Saved records
+ + + + +

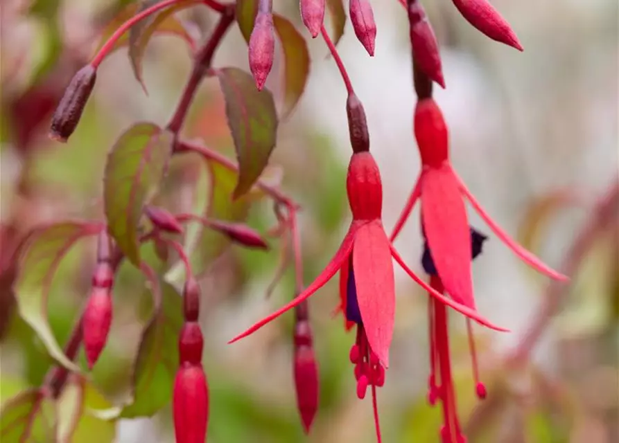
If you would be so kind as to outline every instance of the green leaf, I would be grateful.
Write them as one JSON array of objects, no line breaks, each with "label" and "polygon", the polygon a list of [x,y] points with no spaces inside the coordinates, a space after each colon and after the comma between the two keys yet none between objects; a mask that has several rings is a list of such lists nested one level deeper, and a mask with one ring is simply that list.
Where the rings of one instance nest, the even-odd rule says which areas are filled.
[{"label": "green leaf", "polygon": [[111,406],[84,377],[71,374],[56,401],[58,442],[112,443],[116,437],[114,422],[97,418],[90,413],[93,408]]},{"label": "green leaf", "polygon": [[45,345],[49,354],[65,368],[78,372],[60,349],[47,318],[47,297],[61,260],[80,238],[97,234],[100,224],[66,222],[40,228],[26,239],[14,286],[21,318]]},{"label": "green leaf", "polygon": [[107,156],[103,199],[110,233],[139,266],[138,225],[142,208],[163,179],[173,135],[152,123],[138,123],[116,141]]},{"label": "green leaf", "polygon": [[282,116],[286,118],[305,90],[309,75],[309,51],[305,39],[287,19],[275,14],[273,24],[284,50],[286,82]]},{"label": "green leaf", "polygon": [[[141,12],[162,1],[162,0],[142,0],[136,12]],[[133,69],[133,74],[135,75],[136,80],[141,84],[145,92],[146,87],[142,79],[142,59],[150,37],[156,31],[162,28],[162,30],[179,35],[193,46],[191,36],[189,35],[182,22],[175,17],[174,14],[193,6],[196,3],[197,0],[180,1],[160,12],[157,12],[148,18],[140,20],[129,30],[129,59],[131,61],[131,67]]]},{"label": "green leaf", "polygon": [[[183,6],[184,7],[186,7],[186,3],[194,4],[195,1],[190,1],[189,0],[184,0],[178,4],[178,6]],[[141,20],[139,21],[134,26],[132,26],[131,30],[130,30],[129,33],[125,33],[121,37],[116,40],[114,45],[112,46],[110,52],[107,53],[107,56],[110,54],[114,53],[117,49],[120,49],[121,48],[123,48],[127,46],[130,46],[130,36],[132,34],[132,30],[134,28],[138,26],[141,28],[141,32],[139,33],[137,37],[136,40],[137,43],[139,43],[141,44],[141,40],[146,37],[146,42],[143,42],[144,46],[146,48],[146,44],[148,44],[150,37],[155,35],[177,35],[180,37],[182,39],[185,40],[188,44],[193,45],[193,39],[191,38],[189,33],[187,32],[187,30],[184,26],[182,26],[182,24],[175,17],[173,14],[174,12],[177,11],[178,9],[175,6],[173,6],[171,8],[164,9],[162,12],[160,12],[157,17],[155,23],[155,21],[150,21],[148,19],[145,20]],[[169,13],[168,13],[169,11]],[[132,3],[128,5],[127,7],[124,8],[116,17],[114,17],[112,20],[107,23],[107,25],[103,28],[103,30],[101,33],[101,38],[99,42],[99,44],[97,46],[96,51],[95,53],[98,53],[101,48],[103,47],[103,45],[105,44],[105,42],[110,39],[110,37],[116,32],[116,30],[121,26],[123,23],[125,23],[127,20],[130,19],[131,17],[134,17],[138,12],[138,5],[135,3]],[[160,16],[163,15],[163,18],[159,19]],[[148,22],[147,26],[141,26],[140,24],[143,22]],[[146,37],[146,32],[150,33]],[[144,48],[142,48],[141,51],[143,51]]]},{"label": "green leaf", "polygon": [[270,91],[258,91],[254,78],[238,68],[217,71],[226,102],[228,125],[238,159],[236,199],[249,191],[275,147],[277,114]]},{"label": "green leaf", "polygon": [[257,13],[258,0],[238,0],[236,2],[236,23],[247,43],[254,30],[254,21]]},{"label": "green leaf", "polygon": [[133,399],[120,413],[123,418],[150,417],[170,402],[178,367],[177,343],[182,326],[180,296],[162,285],[162,302],[155,307],[142,333],[133,371]]},{"label": "green leaf", "polygon": [[22,391],[2,404],[0,409],[0,442],[38,443],[49,442],[55,435],[53,404],[40,389]]},{"label": "green leaf", "polygon": [[333,44],[337,45],[344,35],[346,26],[346,11],[344,10],[342,0],[326,0],[326,8],[331,15],[333,35],[331,36]]}]

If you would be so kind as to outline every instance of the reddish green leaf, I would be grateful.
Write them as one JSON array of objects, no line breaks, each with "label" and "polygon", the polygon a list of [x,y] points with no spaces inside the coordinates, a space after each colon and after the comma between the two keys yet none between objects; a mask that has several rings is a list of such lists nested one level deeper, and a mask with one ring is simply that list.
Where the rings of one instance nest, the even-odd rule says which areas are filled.
[{"label": "reddish green leaf", "polygon": [[[179,4],[179,6],[184,6],[184,7],[186,8],[187,5],[186,3],[189,3],[191,4],[194,4],[195,1],[189,1],[189,0],[185,0]],[[177,18],[175,18],[173,14],[173,12],[171,12],[169,14],[166,14],[167,11],[175,10],[176,7],[172,7],[168,9],[164,9],[162,12],[159,13],[157,15],[157,19],[159,17],[162,15],[164,15],[164,18],[159,20],[159,22],[156,24],[156,26],[153,26],[153,24],[155,24],[153,21],[150,21],[147,24],[147,26],[141,26],[140,24],[142,24],[144,21],[147,21],[148,19],[145,20],[141,20],[139,21],[135,26],[141,26],[143,32],[140,33],[140,39],[141,41],[147,29],[151,30],[150,30],[150,34],[146,39],[146,42],[144,42],[144,46],[146,46],[146,43],[150,39],[150,37],[153,34],[156,35],[177,35],[180,37],[182,39],[185,40],[190,46],[193,44],[193,39],[191,38],[189,33],[187,32],[187,30],[184,26],[182,26]],[[127,20],[134,17],[138,12],[138,5],[136,3],[132,3],[128,5],[126,8],[123,9],[118,15],[116,15],[114,19],[112,19],[104,28],[103,30],[101,33],[101,39],[99,42],[98,46],[97,46],[96,51],[95,53],[98,52],[98,51],[103,46],[105,42],[110,39],[110,37],[116,32],[116,30]],[[129,33],[125,33],[123,34],[121,37],[116,41],[114,44],[114,46],[112,47],[112,50],[108,53],[108,55],[114,52],[117,49],[120,49],[121,48],[123,48],[124,46],[130,45],[130,35],[131,34],[131,31]],[[143,51],[143,49],[142,49]]]},{"label": "reddish green leaf", "polygon": [[245,42],[250,42],[254,21],[258,13],[258,0],[238,0],[236,2],[236,23]]},{"label": "reddish green leaf", "polygon": [[112,443],[116,437],[114,422],[94,417],[91,410],[112,405],[83,376],[69,376],[56,401],[57,441]]},{"label": "reddish green leaf", "polygon": [[0,442],[49,442],[55,434],[53,404],[40,389],[22,391],[2,404]]},{"label": "reddish green leaf", "polygon": [[[148,9],[150,6],[161,3],[162,0],[142,0],[137,12]],[[191,36],[187,32],[182,22],[175,17],[175,14],[180,10],[193,6],[198,0],[182,0],[162,12],[153,14],[143,20],[141,20],[129,31],[129,59],[131,61],[131,67],[136,80],[142,85],[144,91],[146,87],[142,79],[142,59],[150,37],[155,32],[165,31],[175,34],[189,42],[190,46],[193,46]]]},{"label": "reddish green leaf", "polygon": [[63,366],[79,368],[62,352],[47,321],[47,297],[61,260],[80,239],[102,229],[98,224],[66,222],[34,230],[26,239],[14,286],[21,318],[35,330],[49,354]]},{"label": "reddish green leaf", "polygon": [[178,367],[177,345],[183,323],[182,303],[170,284],[162,284],[162,295],[161,305],[154,307],[142,333],[133,368],[133,398],[120,412],[123,418],[152,416],[172,397]]},{"label": "reddish green leaf", "polygon": [[238,68],[217,71],[226,101],[228,125],[238,159],[236,199],[249,191],[275,147],[277,114],[270,91],[258,91],[254,78]]},{"label": "reddish green leaf", "polygon": [[140,264],[138,225],[142,208],[164,177],[173,138],[152,123],[138,123],[121,136],[107,156],[103,199],[108,230],[136,266]]},{"label": "reddish green leaf", "polygon": [[331,39],[334,44],[338,44],[340,39],[344,35],[344,28],[346,26],[346,11],[344,10],[342,0],[326,0],[326,8],[331,15],[332,35]]},{"label": "reddish green leaf", "polygon": [[282,116],[285,118],[290,115],[305,90],[309,75],[309,52],[305,39],[287,19],[276,14],[273,16],[273,24],[284,50],[285,88]]}]

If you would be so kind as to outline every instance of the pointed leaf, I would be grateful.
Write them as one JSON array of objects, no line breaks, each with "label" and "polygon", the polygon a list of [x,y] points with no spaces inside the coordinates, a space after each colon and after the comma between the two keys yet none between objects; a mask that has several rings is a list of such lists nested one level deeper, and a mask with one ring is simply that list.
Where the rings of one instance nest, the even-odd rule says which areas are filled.
[{"label": "pointed leaf", "polygon": [[173,137],[152,123],[138,123],[121,136],[107,156],[103,199],[108,230],[137,266],[142,208],[163,179]]},{"label": "pointed leaf", "polygon": [[254,21],[257,13],[258,0],[238,0],[236,2],[236,23],[247,43],[254,30]]},{"label": "pointed leaf", "polygon": [[[142,0],[136,12],[141,12],[148,8],[161,3],[162,0]],[[187,32],[182,22],[175,17],[174,14],[180,10],[193,6],[198,0],[182,0],[162,12],[153,14],[143,20],[140,20],[131,27],[129,30],[129,59],[136,80],[142,85],[146,91],[146,87],[142,79],[142,59],[150,37],[155,32],[161,29],[171,34],[182,37],[193,46],[191,36]]]},{"label": "pointed leaf", "polygon": [[380,221],[359,228],[353,247],[353,269],[367,341],[387,368],[395,319],[395,280],[389,239]]},{"label": "pointed leaf", "polygon": [[58,443],[89,442],[112,443],[116,437],[113,420],[104,420],[91,413],[93,408],[104,409],[112,405],[83,376],[69,376],[56,401]]},{"label": "pointed leaf", "polygon": [[251,75],[238,68],[225,68],[217,71],[217,76],[238,159],[236,199],[251,189],[268,163],[275,147],[277,114],[270,91],[258,91]]},{"label": "pointed leaf", "polygon": [[74,371],[76,366],[64,355],[47,319],[47,297],[61,260],[80,239],[103,228],[96,224],[66,222],[34,230],[26,239],[19,261],[14,285],[21,318],[30,325],[59,363]]},{"label": "pointed leaf", "polygon": [[305,39],[287,19],[275,14],[273,24],[284,50],[285,81],[281,115],[285,118],[292,112],[305,90],[310,69],[309,51]]},{"label": "pointed leaf", "polygon": [[[184,0],[181,2],[179,6],[184,5],[184,3],[189,2],[189,0]],[[195,2],[191,2],[192,4]],[[184,7],[186,7],[185,6]],[[176,10],[175,7],[171,7],[168,9],[163,10],[163,12],[160,13],[164,14],[166,11],[171,10]],[[138,12],[138,5],[137,3],[132,3],[128,5],[126,8],[123,9],[116,17],[114,17],[110,22],[105,25],[103,28],[103,31],[101,32],[101,38],[99,41],[99,44],[96,48],[96,51],[95,53],[98,53],[101,48],[103,47],[103,45],[105,44],[105,42],[110,39],[110,37],[116,32],[116,30],[127,20],[130,19],[131,17],[134,17]],[[193,38],[191,35],[189,34],[186,28],[182,25],[182,24],[176,19],[173,15],[172,15],[173,12],[170,14],[165,14],[164,18],[162,19],[159,21],[157,24],[156,24],[155,26],[152,25],[155,24],[153,22],[150,22],[147,26],[144,26],[145,28],[143,31],[146,30],[146,28],[149,30],[152,29],[150,32],[150,35],[146,39],[146,42],[144,44],[146,46],[146,44],[148,43],[148,40],[150,39],[150,37],[152,35],[177,35],[181,37],[184,40],[185,40],[188,44],[191,46],[193,45]],[[159,16],[157,16],[157,19]],[[141,20],[139,21],[136,26],[139,26],[141,23],[142,23]],[[143,35],[143,32],[141,33]],[[125,46],[130,45],[129,36],[130,35],[130,30],[129,33],[125,33],[123,35],[121,36],[114,44],[112,48],[110,50],[110,52],[106,55],[109,57],[110,54],[113,53],[117,49],[120,49],[121,48],[123,48]]]},{"label": "pointed leaf", "polygon": [[22,391],[2,404],[0,442],[48,442],[55,431],[53,404],[40,389]]},{"label": "pointed leaf", "polygon": [[331,16],[331,39],[333,44],[337,45],[340,39],[344,35],[344,28],[346,26],[346,10],[344,9],[342,0],[326,0],[326,8]]},{"label": "pointed leaf", "polygon": [[155,308],[142,333],[133,370],[133,399],[121,412],[123,418],[150,417],[172,398],[182,302],[170,284],[162,284],[162,303]]},{"label": "pointed leaf", "polygon": [[458,303],[475,309],[471,233],[457,181],[450,168],[430,168],[421,184],[421,220],[445,290]]}]

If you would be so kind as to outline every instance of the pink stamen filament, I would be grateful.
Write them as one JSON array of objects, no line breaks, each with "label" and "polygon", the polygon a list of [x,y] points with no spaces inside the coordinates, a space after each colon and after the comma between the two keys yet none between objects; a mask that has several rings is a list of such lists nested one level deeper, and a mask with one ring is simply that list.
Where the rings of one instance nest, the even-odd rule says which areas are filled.
[{"label": "pink stamen filament", "polygon": [[[157,11],[165,9],[166,8],[171,6],[174,3],[179,3],[180,1],[181,1],[181,0],[164,0],[161,3],[156,3],[152,6],[150,8],[148,8],[143,11],[140,11],[132,17],[127,20],[114,31],[114,34],[112,35],[112,37],[107,39],[107,41],[105,42],[105,44],[101,47],[101,48],[99,50],[99,52],[98,52],[96,55],[94,56],[94,58],[92,59],[92,62],[90,62],[91,66],[96,69],[101,64],[101,62],[103,61],[103,59],[105,58],[105,56],[107,55],[110,51],[112,51],[112,48],[114,47],[114,45],[116,44],[118,39],[123,36],[123,34],[129,30],[129,29],[138,21],[143,20],[149,15],[152,15]],[[195,0],[195,3],[200,3],[200,0]],[[209,6],[211,6],[211,3],[213,2],[204,1],[204,3],[206,3]]]}]

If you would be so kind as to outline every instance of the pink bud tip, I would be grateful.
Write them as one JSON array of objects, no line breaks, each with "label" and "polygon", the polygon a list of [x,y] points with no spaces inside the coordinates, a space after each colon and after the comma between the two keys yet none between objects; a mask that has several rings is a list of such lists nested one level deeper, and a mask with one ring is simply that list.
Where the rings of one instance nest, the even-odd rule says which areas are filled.
[{"label": "pink bud tip", "polygon": [[94,288],[84,311],[82,327],[88,367],[96,363],[107,341],[112,324],[112,297],[107,289]]},{"label": "pink bud tip", "polygon": [[275,35],[273,16],[270,12],[260,12],[256,16],[254,30],[250,37],[250,69],[256,80],[256,87],[261,91],[273,66],[275,52]]},{"label": "pink bud tip", "polygon": [[158,229],[175,234],[183,233],[183,227],[178,220],[165,209],[157,206],[147,206],[146,213],[146,216]]},{"label": "pink bud tip", "polygon": [[318,368],[313,350],[303,346],[295,352],[295,387],[297,406],[306,433],[309,433],[318,410]]},{"label": "pink bud tip", "polygon": [[367,391],[367,386],[369,384],[369,381],[365,375],[362,375],[359,377],[359,379],[357,380],[357,397],[360,399],[363,400],[365,398],[365,393]]},{"label": "pink bud tip", "polygon": [[350,0],[349,6],[350,21],[355,30],[355,35],[367,53],[374,57],[376,24],[369,0]]},{"label": "pink bud tip", "polygon": [[301,18],[303,24],[316,38],[324,20],[325,0],[301,0]]},{"label": "pink bud tip", "polygon": [[478,382],[477,385],[475,386],[475,390],[477,393],[477,397],[481,399],[486,398],[486,396],[488,394],[486,390],[486,386],[481,381]]},{"label": "pink bud tip", "polygon": [[202,366],[183,365],[176,373],[173,400],[177,443],[202,443],[209,418],[209,392]]},{"label": "pink bud tip", "polygon": [[453,0],[469,23],[487,37],[518,51],[523,48],[509,24],[487,0]]},{"label": "pink bud tip", "polygon": [[213,222],[211,227],[227,235],[233,242],[259,249],[268,249],[267,242],[257,232],[242,223]]}]

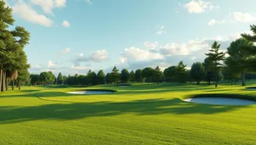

+ + + + +

**Exercise objective**. Locate each line in the records above that contains the word "kind", and copy those lines out in full.

**Answer**.
If you would be so kind as to outline every instance of the green leaf, I would be grateful.
If you would be so kind as to outline every instance of the reddish green leaf, I would be grateful.
If you would be so kind as to outline every instance of the pointed leaf, I would be grateful.
If you would be so kind as to outline every instance of the pink stamen filament, I would be grateful.
If you would be so kind as to outline every instance of the pink bud tip, I would be grateful.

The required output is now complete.